Required task:
Reproduce each of the following entries word for word, omitting the pictures from your answer.

»»

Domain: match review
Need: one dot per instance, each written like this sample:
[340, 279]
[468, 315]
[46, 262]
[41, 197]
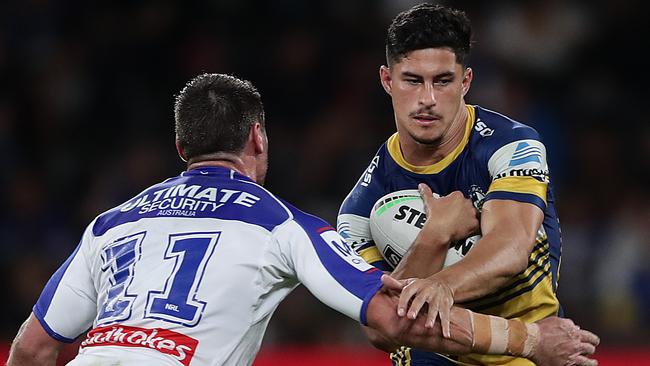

««

Solution to this problem:
Domain: match review
Need: one dot per instance, each written like this sample:
[340, 279]
[468, 315]
[46, 262]
[41, 197]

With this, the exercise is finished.